**Provided entries:**
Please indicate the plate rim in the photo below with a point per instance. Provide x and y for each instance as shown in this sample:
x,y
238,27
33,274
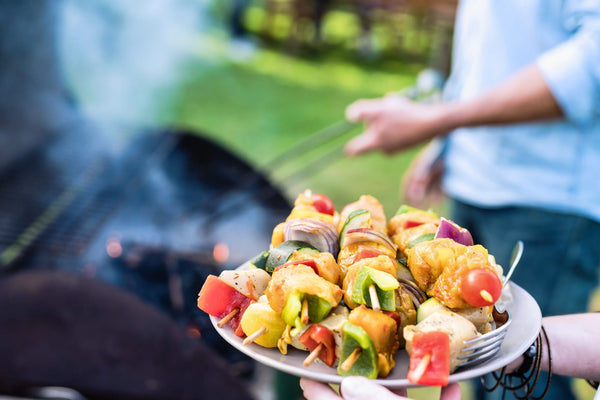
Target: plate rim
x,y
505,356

...

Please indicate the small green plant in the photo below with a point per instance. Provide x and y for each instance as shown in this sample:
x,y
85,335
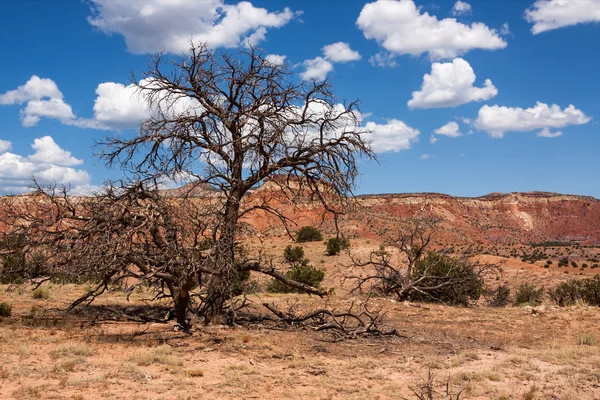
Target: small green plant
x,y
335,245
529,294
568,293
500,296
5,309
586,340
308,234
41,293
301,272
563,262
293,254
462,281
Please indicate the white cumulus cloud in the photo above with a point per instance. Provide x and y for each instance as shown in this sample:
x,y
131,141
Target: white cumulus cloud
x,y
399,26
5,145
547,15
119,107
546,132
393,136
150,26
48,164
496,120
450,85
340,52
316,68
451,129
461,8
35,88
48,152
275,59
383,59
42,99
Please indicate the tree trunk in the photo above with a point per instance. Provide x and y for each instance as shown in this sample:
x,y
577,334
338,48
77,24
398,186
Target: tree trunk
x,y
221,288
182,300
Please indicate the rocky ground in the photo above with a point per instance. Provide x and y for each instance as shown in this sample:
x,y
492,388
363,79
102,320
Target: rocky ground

**Problem to work on:** Rewrite the stretch of data from the line that contains "Please indicate the white" through the line that contains "Target: rocky ground", renaming "tree trunk" to "tree stump" wherever it occurs and leaving everything else as it is.

**Expected answer:**
Please indicate the white cumulus cloud in the photo above with a point per instance. Provide x and y for each instance as shown in this sample:
x,y
131,141
Target: white cumulus cloud
x,y
399,26
5,145
547,15
119,107
546,132
393,136
150,26
48,164
496,120
450,85
340,52
316,68
451,129
461,8
35,88
48,152
275,59
383,59
42,99
Please indicate the tree stump in the photo above with a point per instance. Provide x and y for each instance as shown in this sample:
x,y
577,334
338,48
77,24
398,186
Target: tree stump
x,y
221,288
182,300
Please indicate the rocky ground in the photo above with a point per instance. Provide x and y for each instance as shown in this sample:
x,y
492,388
363,79
102,320
Target: rocky ground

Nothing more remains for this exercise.